DOCUMENT EXTRACT

****************************************

A quick demystification of the process by which a revise and resubmit is arrived at.  A revise and resubmit differs from an acceptance pending or contingent upon revisions.  In the latter cases, the revisions may involve some additional writing in order to expand upon an intriguing but underdeveloped point, including perhaps some additional analysis or close reading; additional references to a work of scholarship that the author missed; strengthening the introduction or conclusion in order to render more robustly the claims being made; tightening and clarifying of style.  Usually, these pieces will not go back out for additional peer review.  They are regarded as in near-publishable form.  Sidebar:  if your article gets the decision “accepted pending or contingent upon revisions,” do them right away!  Usually this doesn’t require more than an hour or two of work, they will make the article better, and it means a publication sooner rather than later.

A revise and resubmit means engaging in a more extensive process, one that might involve rethinking the entire piece.  These decisions come from the need for a clearer, more cogent, or more original argument; a more sustained and in-depth engagement with the existing scholarship; a more integrated approach to analysis and theoretical application.  I tend to think of pieces that receive the recommendation of revise and resubmit as undercooked, not fully ripe; the potential for a contribution to the field is there, but the author is perhaps writing around the argument, or needs to reframe the essay as part of adapting it from a longer piece like a dissertation, or perhaps should be delving into the scholarship more fully—or should be not letting the existing scholarship take over so entirely that the author’s own voice is lost.

****************************************

[Items drawn from a data source]
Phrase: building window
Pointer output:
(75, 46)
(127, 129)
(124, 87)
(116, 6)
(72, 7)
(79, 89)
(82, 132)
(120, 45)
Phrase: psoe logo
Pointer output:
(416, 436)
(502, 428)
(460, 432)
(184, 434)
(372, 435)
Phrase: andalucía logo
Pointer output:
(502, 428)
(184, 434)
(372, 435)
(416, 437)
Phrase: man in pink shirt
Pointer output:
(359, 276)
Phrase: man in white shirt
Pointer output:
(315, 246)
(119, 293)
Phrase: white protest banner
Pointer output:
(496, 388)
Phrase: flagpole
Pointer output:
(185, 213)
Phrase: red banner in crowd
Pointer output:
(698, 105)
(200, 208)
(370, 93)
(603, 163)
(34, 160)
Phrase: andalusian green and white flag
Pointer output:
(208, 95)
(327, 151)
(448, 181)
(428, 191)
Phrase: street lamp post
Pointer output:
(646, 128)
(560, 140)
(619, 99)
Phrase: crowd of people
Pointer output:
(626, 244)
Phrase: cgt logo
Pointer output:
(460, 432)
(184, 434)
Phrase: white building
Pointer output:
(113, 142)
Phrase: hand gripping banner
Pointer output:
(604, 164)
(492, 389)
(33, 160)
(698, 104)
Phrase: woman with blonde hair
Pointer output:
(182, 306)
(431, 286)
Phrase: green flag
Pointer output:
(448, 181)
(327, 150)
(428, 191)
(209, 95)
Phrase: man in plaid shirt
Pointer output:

****************************************

WHAT THIS EXERCISE ASKS
a) In two sentences, summarize the passage on revise and resubmit decisions.
b) Resume the passage on revise and resubmit decisions, starting right after its final sentence.
These rows were taken from a separate source.

RESULTS OF THE TASKS
a) An acceptance pending revisions asks for modest changes, such as expanding a point, adding missed references, strengthening the introduction or conclusion, or tightening the style, and the piece usually does not go back out for peer review. A revise and resubmit calls for a more extensive process that may mean rethinking the whole piece, because the argument, the engagement with scholarship, or the integration of analysis and theory is not yet fully developed.

b)
All of this is to say:  the feedback given on a revise and resubmit should be constructive, with an eye towards furthering the piece towards the best version of itself, in order to facilitate the communication of the author’s contribution to the field in the author’s voice.  I believe this facilitative work is the role of peer reviewers and the editor, and issuing the decision to recommend revise and resubmit should be thought of as an invitation to an author for further dialogue in service of scholarship.  Revise and resubmit is a mentoring opportunity, and an open door into deeper engagement with the field.  It can be a way to develop a partnership with an editor, as author and editor work together to shape a piece for a particular audience with particular concerns.  Peer reviewers represent that audience; they ask the questions and make the intellectual demands that audience will make.  An editor can liaise with that audience, serving almost as a conduit for an author grappling with how to best to meet its needs.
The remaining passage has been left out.